▸ Required tasks:
a) According to the forum thread, how long before his post did MisterNiceGuy turn off his angry persona?
b) Copy the forum thread from "I hope it works" up to and including "you prove different.", substituting "barriers" for "walls".

▸ Supplied text:
----------------

# Walk-away Wife



## MisterNiceGuy (Jan 26, 2011)

I've been reading some the Michele Weiner Davis stuff over the past couple of days and then I saw this video she has on YouTube.com and I can tell you this is exactly what my wife was like. Down to the exact words that Michele uses. "Too little, tool late. Where were you when I needed you!" The big one my wife has said over and over... "I see the changes you are making. I don't trust you and if I let my guard down, we'll be back here in a week or two" Exactly what my wife says to me. Just said it again last night! Then I'm the guy that's gone out and bought every book and hanging out on TAM! I wish I could show this to my wife, but I know I shouldn't right now... What do you guys think of this video?

YouTube - Prevent My Divorce: The Walkaway Wife Syndrome


----------



## OhGeesh (Jan 5, 2010)

Resentments are sometimes hard to overcome. Too little too late is real and for some it doesn't matter what the spouse does the damage isn't fixable.

Best of luck!


----------



## anx (Nov 30, 2010)

This really does happen VERY often. My story is close to this.

I hope it works out for you.


----------



## woodstock (Feb 21, 2011)

Once you are hurt, you want two things... to know the other person hurts just as much (the more you hurt the more she knows you care) AND to protect the heard from breaking again. You will create walls, push away (while all you want is for the person to come closer) you will do anything to protect. It takes a LONG time to rebuild a trust in someone who can hold, and consequently crush your heart. 

You can't recreate the "where were you when I needed you" and until you prove you will be there (which can only happen by actually BEING there when you are most needed, so you might have to wait to prove that one) so any pain and frustration she felt when you missed the cue, will be there till you prove different.

It's not mean, it not psycho, it's reality. It sux, but there is not much you can do. Wouldn't you go into protection mode if you had already been hurt? No one wants to repeat that.


----------



## MisterNiceGuy (Jan 26, 2011)

OhGeesh said:


> Resentments are sometimes hard to overcome. Too little too late is real and for some it doesn't matter what the spouse does the damage isn't fixable.
> 
> Best of luck!


That is where my wife is coming from. But time might heal this enough for her to come to the table and start think about working it out. She just has to make a decision if this is something she wants or not. Right now I'm hoping she comes down on the side that she wants to stay with me and the kids, but it seems like a mountain to climb right now...


----------



## MisterNiceGuy (Jan 26, 2011)

I turned off my angry, pissed off persona and lighten up a lot about 24 hours ago and she is responding nicely. I just can't keep being that pissed off person anymore and I'm sure she doesn't want it either. I am present...


----------



## greenpearl (Sep 3, 2010)

MNG,

Use Manning up method at the beginning and during the marriage, when you still have the marriage. 

When the marriage is almost gone, being angry and pi$$ed off just makes the scene ugly. Being indifferent just closes the door! To me, no matter how wonderful you want to become for her, it is difficult for her to believe that you will become the man she wants. Because we all know it is difficult to change a person's personality. 

I am not trying to discourage you. You still have 50/50 chance when your marriage is still there. 

Here is my feeling towards my ex.

----------------

▸ Dataset:
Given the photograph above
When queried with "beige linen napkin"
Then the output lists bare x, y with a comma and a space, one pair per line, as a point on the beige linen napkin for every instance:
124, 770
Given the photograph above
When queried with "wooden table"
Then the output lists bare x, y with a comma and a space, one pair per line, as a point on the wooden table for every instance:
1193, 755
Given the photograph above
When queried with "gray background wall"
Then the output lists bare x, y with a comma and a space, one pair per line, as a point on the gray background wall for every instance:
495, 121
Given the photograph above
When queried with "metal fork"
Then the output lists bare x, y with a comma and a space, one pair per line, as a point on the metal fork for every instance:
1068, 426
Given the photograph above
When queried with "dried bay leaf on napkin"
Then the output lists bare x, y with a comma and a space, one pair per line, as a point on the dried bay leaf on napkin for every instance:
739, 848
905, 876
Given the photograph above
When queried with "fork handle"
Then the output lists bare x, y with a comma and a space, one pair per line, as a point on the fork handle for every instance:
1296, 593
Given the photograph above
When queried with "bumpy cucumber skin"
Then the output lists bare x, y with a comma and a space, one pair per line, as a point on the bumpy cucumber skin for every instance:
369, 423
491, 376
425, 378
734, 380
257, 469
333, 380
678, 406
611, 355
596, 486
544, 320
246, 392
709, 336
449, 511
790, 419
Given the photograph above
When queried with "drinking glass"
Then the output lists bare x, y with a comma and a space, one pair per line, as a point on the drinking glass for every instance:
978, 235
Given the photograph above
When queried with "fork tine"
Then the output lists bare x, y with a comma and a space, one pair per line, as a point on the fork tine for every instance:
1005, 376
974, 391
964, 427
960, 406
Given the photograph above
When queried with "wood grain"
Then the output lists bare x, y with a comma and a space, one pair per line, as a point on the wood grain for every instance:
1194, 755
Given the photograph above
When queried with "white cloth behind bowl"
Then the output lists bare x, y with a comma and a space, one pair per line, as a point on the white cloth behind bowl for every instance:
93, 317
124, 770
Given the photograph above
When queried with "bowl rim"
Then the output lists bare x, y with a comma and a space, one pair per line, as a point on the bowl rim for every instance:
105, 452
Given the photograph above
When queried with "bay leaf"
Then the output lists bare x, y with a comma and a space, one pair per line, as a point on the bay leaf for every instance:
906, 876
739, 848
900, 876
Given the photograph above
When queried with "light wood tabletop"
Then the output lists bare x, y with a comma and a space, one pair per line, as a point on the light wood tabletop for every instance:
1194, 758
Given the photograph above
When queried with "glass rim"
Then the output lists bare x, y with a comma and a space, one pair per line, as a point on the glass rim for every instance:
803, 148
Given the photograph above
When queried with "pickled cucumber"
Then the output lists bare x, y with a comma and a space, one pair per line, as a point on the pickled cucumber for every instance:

----------------

▸ Full answers:
a) About 24 hours before.

b)
I hope it works out for you.


----------



## woodstock (Feb 21, 2011)

Once you are hurt, you want two things... to know the other person hurts just as much (the more you hurt the more she knows you care) AND to protect the heard from breaking again. You will create barriers, push away (while all you want is for the person to come closer) you will do anything to protect. It takes a LONG time to rebuild a trust in someone who can hold, and consequently crush your heart. 

You can't recreate the "where were you when I needed you" and until you prove you will be there (which can only happen by actually BEING there when you are most needed, so you might have to wait to prove that one) so any pain and frustration she felt when you missed the cue, will be there till you prove different.